To do
Copy the lines below without any change.

Pointing dataset records
╔══

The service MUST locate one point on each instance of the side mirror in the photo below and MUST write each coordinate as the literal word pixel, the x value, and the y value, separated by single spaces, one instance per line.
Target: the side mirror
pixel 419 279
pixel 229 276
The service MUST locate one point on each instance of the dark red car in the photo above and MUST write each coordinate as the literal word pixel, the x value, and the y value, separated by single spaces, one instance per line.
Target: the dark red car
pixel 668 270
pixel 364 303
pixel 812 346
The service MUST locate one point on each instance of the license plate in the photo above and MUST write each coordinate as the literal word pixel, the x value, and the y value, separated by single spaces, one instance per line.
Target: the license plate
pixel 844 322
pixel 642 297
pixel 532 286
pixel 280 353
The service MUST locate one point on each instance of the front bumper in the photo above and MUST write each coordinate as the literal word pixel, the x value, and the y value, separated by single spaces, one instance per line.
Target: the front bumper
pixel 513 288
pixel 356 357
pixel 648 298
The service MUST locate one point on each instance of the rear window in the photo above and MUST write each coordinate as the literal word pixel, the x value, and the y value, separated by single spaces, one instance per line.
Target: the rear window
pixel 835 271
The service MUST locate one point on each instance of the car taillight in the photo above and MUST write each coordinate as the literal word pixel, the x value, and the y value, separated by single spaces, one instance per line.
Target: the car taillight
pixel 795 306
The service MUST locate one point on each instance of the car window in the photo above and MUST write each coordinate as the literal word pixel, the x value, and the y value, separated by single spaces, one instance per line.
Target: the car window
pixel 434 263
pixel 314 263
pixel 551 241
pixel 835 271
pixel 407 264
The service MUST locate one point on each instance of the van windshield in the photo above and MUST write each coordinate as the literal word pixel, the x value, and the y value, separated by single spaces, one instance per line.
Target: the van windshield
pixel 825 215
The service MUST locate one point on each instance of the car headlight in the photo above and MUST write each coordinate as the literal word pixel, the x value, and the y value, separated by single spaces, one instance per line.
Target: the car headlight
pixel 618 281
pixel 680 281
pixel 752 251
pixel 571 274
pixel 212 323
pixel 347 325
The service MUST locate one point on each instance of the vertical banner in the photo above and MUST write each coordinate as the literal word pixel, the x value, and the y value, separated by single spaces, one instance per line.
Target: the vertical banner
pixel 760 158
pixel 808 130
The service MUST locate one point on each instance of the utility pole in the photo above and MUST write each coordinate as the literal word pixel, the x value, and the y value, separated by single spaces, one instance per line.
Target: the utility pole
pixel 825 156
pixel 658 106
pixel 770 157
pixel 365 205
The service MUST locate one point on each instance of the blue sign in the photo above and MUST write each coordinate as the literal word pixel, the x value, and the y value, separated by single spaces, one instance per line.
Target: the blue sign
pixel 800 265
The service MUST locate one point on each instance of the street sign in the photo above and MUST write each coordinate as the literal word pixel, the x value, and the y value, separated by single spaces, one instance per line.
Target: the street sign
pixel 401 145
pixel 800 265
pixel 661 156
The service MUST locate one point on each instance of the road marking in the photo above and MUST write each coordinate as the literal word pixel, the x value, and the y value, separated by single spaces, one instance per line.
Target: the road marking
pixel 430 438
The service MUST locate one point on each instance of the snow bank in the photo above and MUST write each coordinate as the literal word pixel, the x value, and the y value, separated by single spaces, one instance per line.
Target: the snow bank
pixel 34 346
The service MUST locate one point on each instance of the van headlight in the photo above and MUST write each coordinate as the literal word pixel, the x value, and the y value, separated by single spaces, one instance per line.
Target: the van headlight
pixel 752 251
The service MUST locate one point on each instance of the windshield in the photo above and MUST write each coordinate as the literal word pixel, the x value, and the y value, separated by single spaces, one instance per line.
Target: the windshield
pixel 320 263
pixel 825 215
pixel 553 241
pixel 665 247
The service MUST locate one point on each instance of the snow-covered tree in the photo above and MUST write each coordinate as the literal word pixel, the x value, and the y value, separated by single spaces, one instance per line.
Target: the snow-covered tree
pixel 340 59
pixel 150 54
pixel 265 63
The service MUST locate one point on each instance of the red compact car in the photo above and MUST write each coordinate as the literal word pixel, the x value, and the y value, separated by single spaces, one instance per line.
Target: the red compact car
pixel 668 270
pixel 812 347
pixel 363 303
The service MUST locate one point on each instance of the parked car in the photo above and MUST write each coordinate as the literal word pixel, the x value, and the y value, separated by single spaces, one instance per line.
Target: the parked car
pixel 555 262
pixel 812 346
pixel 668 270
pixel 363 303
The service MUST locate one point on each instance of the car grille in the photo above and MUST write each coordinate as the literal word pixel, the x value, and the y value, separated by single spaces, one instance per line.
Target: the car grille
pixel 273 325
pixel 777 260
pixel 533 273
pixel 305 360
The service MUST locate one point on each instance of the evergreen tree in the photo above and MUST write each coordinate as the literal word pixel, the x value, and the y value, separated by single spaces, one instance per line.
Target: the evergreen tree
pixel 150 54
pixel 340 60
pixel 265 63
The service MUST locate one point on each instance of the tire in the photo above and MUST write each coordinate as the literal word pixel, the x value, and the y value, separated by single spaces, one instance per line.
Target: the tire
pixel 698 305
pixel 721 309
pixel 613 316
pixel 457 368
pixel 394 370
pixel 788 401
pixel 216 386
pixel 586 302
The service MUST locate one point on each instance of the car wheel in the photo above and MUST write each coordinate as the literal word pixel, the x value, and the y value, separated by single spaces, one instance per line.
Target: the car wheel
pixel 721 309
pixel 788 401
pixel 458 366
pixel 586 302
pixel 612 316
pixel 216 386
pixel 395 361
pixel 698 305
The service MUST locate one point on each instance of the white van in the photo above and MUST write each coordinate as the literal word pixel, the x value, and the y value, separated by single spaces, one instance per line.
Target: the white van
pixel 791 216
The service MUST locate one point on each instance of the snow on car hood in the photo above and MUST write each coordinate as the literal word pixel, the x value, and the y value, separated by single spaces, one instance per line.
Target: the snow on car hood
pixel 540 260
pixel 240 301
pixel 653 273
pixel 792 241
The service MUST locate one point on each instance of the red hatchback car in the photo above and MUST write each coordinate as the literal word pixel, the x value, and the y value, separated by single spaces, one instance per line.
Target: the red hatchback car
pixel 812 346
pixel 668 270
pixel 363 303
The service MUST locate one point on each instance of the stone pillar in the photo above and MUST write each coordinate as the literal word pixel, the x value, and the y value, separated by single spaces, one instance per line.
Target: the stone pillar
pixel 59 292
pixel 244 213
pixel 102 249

╚══

Solution
The service MUST locate one point on each instance of the side mirror in the photo below and MUST write each coordinate as the literal word pixel, the x value, and the y value, separated by single spaces, one instance per line.
Target: the side mirror
pixel 419 279
pixel 229 276
The service MUST locate one point on each instance of the dark red car in the photo above and MUST write each coordinate as the literal word pixel, the x value, and the y value, separated by single spaces, one instance per line.
Target: the dark red car
pixel 668 270
pixel 364 303
pixel 812 346
The service MUST locate one point on each instance of the license plate in the photo above and MUST write each coordinate as the literal word pixel, the x value, and the y value, separated by single spaces, one instance per line.
Target: the license plate
pixel 844 322
pixel 642 297
pixel 532 286
pixel 280 353
The service MUST locate one point on each instance of the front bumper in the photo above and MUST write each coordinate as the literal word pixel, the x value, and the y value, separated by single spaces, one instance per line.
Target: the front bumper
pixel 513 288
pixel 356 357
pixel 648 298
The service MUST locate one point on each instance of the rear window in the photo above and MUST write each coordinate as the literal word pixel, the x value, and the y value, separated by single spaces, one instance per line.
Target: the rear window
pixel 835 271
The service MUST locate one point on each instance of the car taillight in the photo above and MUST write each coordinate as the literal word pixel, the x value, and the y value, separated by single spaces, one instance per line.
Target: the car taillight
pixel 795 306
The service MUST locate one point on each instance of the car window in the photo above and MUST write each coordinate as the literal word pixel, the x value, and the y value, separated by single spaces, one instance per line.
Target: the car window
pixel 434 263
pixel 314 263
pixel 551 241
pixel 835 271
pixel 407 264
The service MUST locate one point on each instance of the van windshield in the photo above and MUST write each coordinate as the literal word pixel, the x value, and the y value, separated by single spaces, one instance per line.
Target: the van windshield
pixel 825 215
The service MUST locate one point on each instance of the car headlight in the photo above and MUST write each coordinate as the literal word pixel, the x value, and the y value, separated by single spaces, one instance per line.
Target: the car headlight
pixel 618 281
pixel 680 281
pixel 752 251
pixel 571 274
pixel 212 323
pixel 347 325
The service MUST locate one point on each instance of the vertical banner in the photo above and MUST write each coordinate as the literal word pixel, the x value, and the y value, separated by single spaces, one instance per line.
Target: the vertical banner
pixel 760 158
pixel 808 130
The service MUST locate one point on each instance of the utility pole in the photo above and MUST write each coordinate as the literal word pixel, the x value, and the y value, separated by single spaces, one instance per line.
Target: the utility pole
pixel 825 156
pixel 658 106
pixel 770 157
pixel 365 205
The service MUST locate one point on each instance of the blue sign in the photo above and MUST write each coordinate as the literal word pixel, the x value, and the y value, separated by single spaces, one instance per line.
Target: the blue sign
pixel 800 265
The service MUST locate one point on each instance of the street sign in the photo above and MUST write each coordinate as the literal word pixel, the x value, and the y value, separated by single spaces, one instance per line.
Target: the street sign
pixel 401 145
pixel 800 265
pixel 661 156
The service MUST locate one point on each instance of the road marking in the photo above and MUST write each coordinate as the literal word pixel, the x value, and the y value, separated by single spaces, one instance per line.
Target: the road marking
pixel 430 438
The service MUST locate one point on each instance of the snow bank in the photo above and MUST write each coordinate as the literal word pixel, the x value, and the y value, separated by single spaces, one instance per line.
Target: the snow bank
pixel 34 346
The service MUST locate one point on each instance of the van headlight in the photo above and MUST write each coordinate as the literal word pixel, the x value, and the y value, separated by single spaces, one instance per line.
Target: the van headlight
pixel 752 251
The service MUST locate one point on each instance of the windshield in the photo above and MUST write each coordinate as the literal word pixel, the x value, and the y value, separated by single spaces, one instance per line.
Target: the windshield
pixel 320 263
pixel 825 215
pixel 553 241
pixel 665 247
The service MUST locate one point on each instance of the snow-covered tree in the photo above and MUST write each coordinate as the literal word pixel, the x value, and the y value, separated by single spaces, one instance per line.
Target: the snow-covered tree
pixel 340 59
pixel 150 54
pixel 265 63
The service MUST locate one point on each instance of the red compact car in the photo above and MUST write each coordinate as the literal word pixel, the x value, and the y value, separated by single spaces, one instance per line.
Target: the red compact car
pixel 668 270
pixel 812 347
pixel 363 303
The service MUST locate one point on each instance of the parked car in the photo above and MUST write each coordinate as the literal word pixel, the x value, and the y value, separated by single spaces, one instance per line.
Target: the parked car
pixel 555 262
pixel 812 346
pixel 668 270
pixel 363 303
The service MUST locate one point on each instance of the car grille in the photo above and MUST write each coordinate as the literal word pixel, the x value, and the y value, separated by single spaces, one instance per line.
Target: the car grille
pixel 273 325
pixel 777 260
pixel 533 273
pixel 305 360
The service MUST locate one point on each instance of the evergreen tree in the photo above and MUST write each coordinate as the literal word pixel, the x value, and the y value, separated by single spaces, one instance per line.
Target: the evergreen tree
pixel 150 54
pixel 340 60
pixel 265 63
The service MUST locate one point on each instance of the tire in the photo above and MUST write each coordinate as the literal word pixel, the x value, and the y value, separated by single spaces, one instance per line.
Target: the tire
pixel 698 305
pixel 721 309
pixel 613 316
pixel 457 368
pixel 394 370
pixel 788 401
pixel 216 386
pixel 586 302
The service MUST locate one point on each instance of the car wheel in the photo above and MUST write each coordinate as the literal word pixel, the x value, and the y value, separated by single spaces, one instance per line.
Target: the car wheel
pixel 721 309
pixel 788 401
pixel 458 366
pixel 586 302
pixel 612 316
pixel 216 386
pixel 395 361
pixel 698 305
The service MUST locate one point on each instance of the white van in the photo above and MUST write each coordinate as the literal word pixel, the x value, and the y value, separated by single spaces, one instance per line.
Target: the white van
pixel 791 216
The service MUST locate one point on each instance of the snow on car hood in the photo above and MUST write each coordinate as the literal word pixel, the x value, and the y value, separated by single spaces, one instance per line.
Target: the snow on car hood
pixel 540 260
pixel 240 301
pixel 653 273
pixel 792 241
The service MUST locate one point on each instance of the red hatchback car in the photo above and MUST write each coordinate as the literal word pixel, the x value, and the y value, separated by single spaces, one instance per line.
Target: the red hatchback car
pixel 812 346
pixel 668 270
pixel 363 303
The service MUST locate one point on each instance of the stone pillar in the photo above and MUST write each coordinate as the literal word pixel, the x value, and the y value, separated by single spaces, one instance per line.
Target: the stone pillar
pixel 59 292
pixel 244 213
pixel 102 249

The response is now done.